─── Records for processing
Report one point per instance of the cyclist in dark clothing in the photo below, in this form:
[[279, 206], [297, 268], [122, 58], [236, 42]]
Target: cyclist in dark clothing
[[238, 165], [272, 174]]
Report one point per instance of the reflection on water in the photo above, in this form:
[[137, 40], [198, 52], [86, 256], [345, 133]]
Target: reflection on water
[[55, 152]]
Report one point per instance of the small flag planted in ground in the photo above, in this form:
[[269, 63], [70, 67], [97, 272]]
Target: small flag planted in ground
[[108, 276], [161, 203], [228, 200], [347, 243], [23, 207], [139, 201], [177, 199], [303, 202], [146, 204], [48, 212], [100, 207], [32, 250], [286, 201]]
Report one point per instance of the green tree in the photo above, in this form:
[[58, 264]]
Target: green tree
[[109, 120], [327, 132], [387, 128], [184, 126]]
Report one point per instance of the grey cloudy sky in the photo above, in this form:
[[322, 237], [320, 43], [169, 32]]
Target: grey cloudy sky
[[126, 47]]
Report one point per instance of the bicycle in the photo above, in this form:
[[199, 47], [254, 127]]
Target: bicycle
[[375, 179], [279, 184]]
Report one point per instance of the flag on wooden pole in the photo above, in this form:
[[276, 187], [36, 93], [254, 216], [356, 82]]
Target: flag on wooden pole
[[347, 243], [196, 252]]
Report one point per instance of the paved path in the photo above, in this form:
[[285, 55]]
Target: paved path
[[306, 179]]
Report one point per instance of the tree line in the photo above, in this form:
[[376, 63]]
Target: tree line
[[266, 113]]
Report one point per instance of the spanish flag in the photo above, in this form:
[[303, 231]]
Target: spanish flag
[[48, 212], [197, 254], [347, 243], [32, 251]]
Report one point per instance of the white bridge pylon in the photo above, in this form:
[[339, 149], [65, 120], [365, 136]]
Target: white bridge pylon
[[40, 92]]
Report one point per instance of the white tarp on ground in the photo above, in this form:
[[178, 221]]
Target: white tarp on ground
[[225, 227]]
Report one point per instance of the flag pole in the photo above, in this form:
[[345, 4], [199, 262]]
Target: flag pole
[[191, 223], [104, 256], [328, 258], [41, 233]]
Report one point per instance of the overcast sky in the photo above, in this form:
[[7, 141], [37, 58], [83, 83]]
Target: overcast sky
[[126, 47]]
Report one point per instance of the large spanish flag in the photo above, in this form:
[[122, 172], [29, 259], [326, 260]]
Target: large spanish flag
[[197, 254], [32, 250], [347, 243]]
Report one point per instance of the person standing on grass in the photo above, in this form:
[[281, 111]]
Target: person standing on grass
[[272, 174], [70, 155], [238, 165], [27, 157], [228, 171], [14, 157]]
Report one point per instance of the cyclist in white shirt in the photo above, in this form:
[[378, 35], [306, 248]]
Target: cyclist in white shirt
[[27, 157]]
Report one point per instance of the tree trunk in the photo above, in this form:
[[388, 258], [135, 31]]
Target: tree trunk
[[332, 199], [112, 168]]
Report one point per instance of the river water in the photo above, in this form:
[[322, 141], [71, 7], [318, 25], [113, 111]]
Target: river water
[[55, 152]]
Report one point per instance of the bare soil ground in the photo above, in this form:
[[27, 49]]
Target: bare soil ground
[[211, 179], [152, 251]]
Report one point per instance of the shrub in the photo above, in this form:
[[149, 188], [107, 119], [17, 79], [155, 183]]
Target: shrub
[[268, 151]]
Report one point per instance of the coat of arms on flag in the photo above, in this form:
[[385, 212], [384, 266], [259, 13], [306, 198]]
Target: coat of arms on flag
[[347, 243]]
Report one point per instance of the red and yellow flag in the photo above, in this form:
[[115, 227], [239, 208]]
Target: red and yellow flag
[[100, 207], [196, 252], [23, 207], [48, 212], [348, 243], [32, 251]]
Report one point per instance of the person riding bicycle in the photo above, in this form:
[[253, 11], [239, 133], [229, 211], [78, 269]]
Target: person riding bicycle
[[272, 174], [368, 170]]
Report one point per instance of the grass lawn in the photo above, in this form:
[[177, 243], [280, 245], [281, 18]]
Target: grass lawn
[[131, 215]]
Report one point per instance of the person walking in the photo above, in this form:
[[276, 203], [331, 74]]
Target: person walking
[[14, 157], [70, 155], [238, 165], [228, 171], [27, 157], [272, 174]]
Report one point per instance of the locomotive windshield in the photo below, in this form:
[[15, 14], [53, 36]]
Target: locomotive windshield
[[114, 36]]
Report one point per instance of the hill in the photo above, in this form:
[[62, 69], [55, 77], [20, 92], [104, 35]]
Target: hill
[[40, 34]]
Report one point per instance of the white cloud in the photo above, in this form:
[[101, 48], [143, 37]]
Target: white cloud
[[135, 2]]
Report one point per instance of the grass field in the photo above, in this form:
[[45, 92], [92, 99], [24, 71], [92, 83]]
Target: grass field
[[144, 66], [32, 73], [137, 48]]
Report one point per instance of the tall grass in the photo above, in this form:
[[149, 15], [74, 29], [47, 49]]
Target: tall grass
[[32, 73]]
──────
### [Work to be completed]
Restate each entry exactly, skipping none.

### [Solution to this task]
Report one point per instance of the cyclist in dark clothing in the photo below, in this form:
[[279, 206], [297, 268], [122, 58], [236, 42]]
Target: cyclist in dark clothing
[[238, 165], [272, 174]]
Report one point per instance of the reflection on water in the photo above, in this form:
[[137, 40], [198, 52], [86, 256], [345, 133]]
Target: reflection on water
[[55, 152]]
Report one point per instance of the small flag planted in ground in the photo above, in this form:
[[269, 63], [70, 67], [97, 272]]
Target: small flag planted in ground
[[108, 276], [161, 203], [228, 200], [347, 243], [23, 207], [139, 201], [177, 199], [303, 202], [146, 204], [48, 212], [100, 207], [32, 250], [286, 201]]
Report one point per instance of the green tree in the photo above, in this form:
[[58, 264]]
Target: green tree
[[109, 120], [327, 132], [387, 128], [184, 126]]
Report one point per instance of the grey cloudy sky in the photo above, in this form:
[[322, 237], [320, 43], [169, 32]]
Target: grey cloudy sky
[[126, 47]]
Report one point per instance of the bicycle in the photo above, in this form:
[[199, 47], [254, 127]]
Target: bicycle
[[375, 179], [279, 184]]
Report one point per instance of the flag on wooden pole in the photo above, in this form:
[[276, 187], [36, 93], [254, 216], [356, 82]]
Target: flag on wooden pole
[[347, 243], [196, 252]]
Report one point per instance of the paved path in the photo above, in this form:
[[285, 55]]
Target: paved path
[[306, 179]]
Report one point per instance of the tree line in the photo above, in this form:
[[376, 63]]
Target: tree line
[[266, 113]]
Report one point per instance of the spanish flag in the photo above, in this form:
[[303, 231]]
Target: spanish flag
[[48, 212], [197, 254], [347, 243], [32, 251]]
Report one point per instance of the white bridge pylon in the photo above, in this form:
[[339, 149], [65, 120], [365, 136]]
Target: white bridge pylon
[[40, 92]]
Report one point per instance of the white tarp on ground in the photo above, in this form:
[[178, 221]]
Target: white tarp on ground
[[225, 227]]
Report one point per instance of the flag pole in the photo above, in this form:
[[345, 4], [199, 262]]
Target: flag pole
[[191, 223], [104, 256], [328, 258], [41, 233]]
Report one point per instance of the overcast sky in the photo above, in this form:
[[7, 141], [37, 58], [83, 83]]
Target: overcast sky
[[126, 47]]
Report one point per instance of the large spanish flag in the photo above, in this form:
[[122, 172], [29, 259], [326, 260]]
Target: large spanish flag
[[197, 254], [32, 250], [347, 243]]
Report one point per instance of the person standing on grass in the photo above, in this form:
[[281, 111]]
Target: person standing on grass
[[272, 174], [70, 155], [238, 165], [27, 157], [228, 171], [14, 157]]
Report one point per instance of the cyclist in white shirt in the photo above, in this form:
[[378, 35], [306, 248]]
Target: cyclist in white shirt
[[27, 157]]
Report one point per instance of the tree trunk in the photo above, in this form:
[[388, 258], [135, 31]]
Target: tree trunk
[[332, 199], [112, 168]]
Report one point per instance of the river water in the photo above, in this form:
[[322, 141], [71, 7], [318, 25], [113, 111]]
Target: river water
[[55, 152]]
Report one point per instance of the bare soil ground in the photo above, in this form:
[[27, 49]]
Target: bare soil ground
[[211, 179], [152, 251]]
Report one point per instance of the shrub in the photo above, in this form:
[[149, 188], [107, 119], [17, 79], [155, 183]]
Target: shrub
[[268, 151]]
Report one point per instance of the coat of arms on flag in the photo above, in this form:
[[385, 212], [384, 266], [259, 13], [306, 198]]
Target: coat of arms on flag
[[347, 243]]
Report one point per instance of the red and yellow flag in the photo above, in this form:
[[115, 227], [239, 208]]
Target: red and yellow flag
[[100, 207], [196, 252], [23, 207], [48, 212], [348, 243], [32, 251]]
Report one point per instance of the person riding bicycle in the photo above, in this form:
[[253, 11], [239, 133], [229, 211], [78, 269]]
Target: person riding bicycle
[[272, 174], [368, 170]]
Report one point per instance of the grass lawn in the photo above, in this form:
[[177, 243], [280, 245], [281, 18]]
Target: grass lawn
[[131, 215]]
Report one point per instance of the person walking in the photo above, in this form:
[[276, 203], [331, 74]]
Target: person walking
[[14, 157], [70, 155], [238, 165], [228, 171], [27, 157], [272, 174]]
Report one point per instance of the locomotive windshield in the photo below, in this form:
[[15, 14], [53, 36]]
Target: locomotive windshield
[[114, 36]]
Report one point per instance of the hill in the photo above, in this form:
[[62, 69], [55, 77], [20, 92], [104, 35]]
Target: hill
[[40, 34]]
Report one point per instance of the white cloud in the photo above, in this form:
[[101, 48], [143, 37]]
Target: white cloud
[[135, 2]]
Report one point per instance of the grass field in the photo above, in this form:
[[45, 92], [92, 99], [24, 71], [92, 83]]
Target: grass field
[[144, 66], [32, 73], [137, 48]]
Report one point per instance of the tall grass in the photo above, in this form:
[[149, 15], [74, 29], [47, 49]]
Target: tall grass
[[32, 73]]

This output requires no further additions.